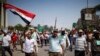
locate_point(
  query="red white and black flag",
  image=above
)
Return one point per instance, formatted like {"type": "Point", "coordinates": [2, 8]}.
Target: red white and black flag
{"type": "Point", "coordinates": [26, 16]}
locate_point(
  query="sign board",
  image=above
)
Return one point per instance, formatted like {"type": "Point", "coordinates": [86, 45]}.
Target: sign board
{"type": "Point", "coordinates": [88, 16]}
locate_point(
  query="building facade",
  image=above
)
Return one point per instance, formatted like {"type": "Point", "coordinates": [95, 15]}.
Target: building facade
{"type": "Point", "coordinates": [89, 20]}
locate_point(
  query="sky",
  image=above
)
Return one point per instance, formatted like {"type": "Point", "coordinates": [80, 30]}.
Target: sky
{"type": "Point", "coordinates": [66, 11]}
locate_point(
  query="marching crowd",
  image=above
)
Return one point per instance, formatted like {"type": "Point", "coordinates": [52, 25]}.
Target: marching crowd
{"type": "Point", "coordinates": [85, 43]}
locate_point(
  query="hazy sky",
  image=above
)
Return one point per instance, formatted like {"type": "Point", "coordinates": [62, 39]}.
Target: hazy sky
{"type": "Point", "coordinates": [66, 11]}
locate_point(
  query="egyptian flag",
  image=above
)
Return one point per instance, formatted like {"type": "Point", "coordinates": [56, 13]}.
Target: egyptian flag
{"type": "Point", "coordinates": [26, 16]}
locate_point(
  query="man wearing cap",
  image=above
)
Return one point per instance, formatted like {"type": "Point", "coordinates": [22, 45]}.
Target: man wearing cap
{"type": "Point", "coordinates": [6, 44]}
{"type": "Point", "coordinates": [80, 44]}
{"type": "Point", "coordinates": [56, 47]}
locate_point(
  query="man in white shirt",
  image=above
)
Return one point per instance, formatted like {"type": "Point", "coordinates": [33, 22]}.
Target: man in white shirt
{"type": "Point", "coordinates": [65, 40]}
{"type": "Point", "coordinates": [6, 44]}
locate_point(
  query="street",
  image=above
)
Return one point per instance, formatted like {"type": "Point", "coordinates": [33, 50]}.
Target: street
{"type": "Point", "coordinates": [42, 52]}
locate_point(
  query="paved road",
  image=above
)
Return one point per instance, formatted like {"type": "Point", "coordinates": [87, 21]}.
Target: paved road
{"type": "Point", "coordinates": [42, 52]}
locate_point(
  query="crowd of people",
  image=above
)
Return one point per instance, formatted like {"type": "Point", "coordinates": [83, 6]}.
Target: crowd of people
{"type": "Point", "coordinates": [84, 43]}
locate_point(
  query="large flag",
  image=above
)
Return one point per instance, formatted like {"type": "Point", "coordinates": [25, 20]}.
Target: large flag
{"type": "Point", "coordinates": [26, 16]}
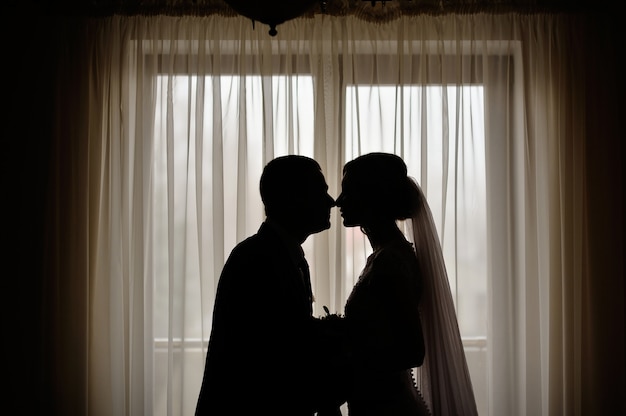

---------------

Count the rows above that contain the string "wearing", treating uppercase and lowercase as different, and reply with only that number.

◆ **RIGHT ANSWER**
2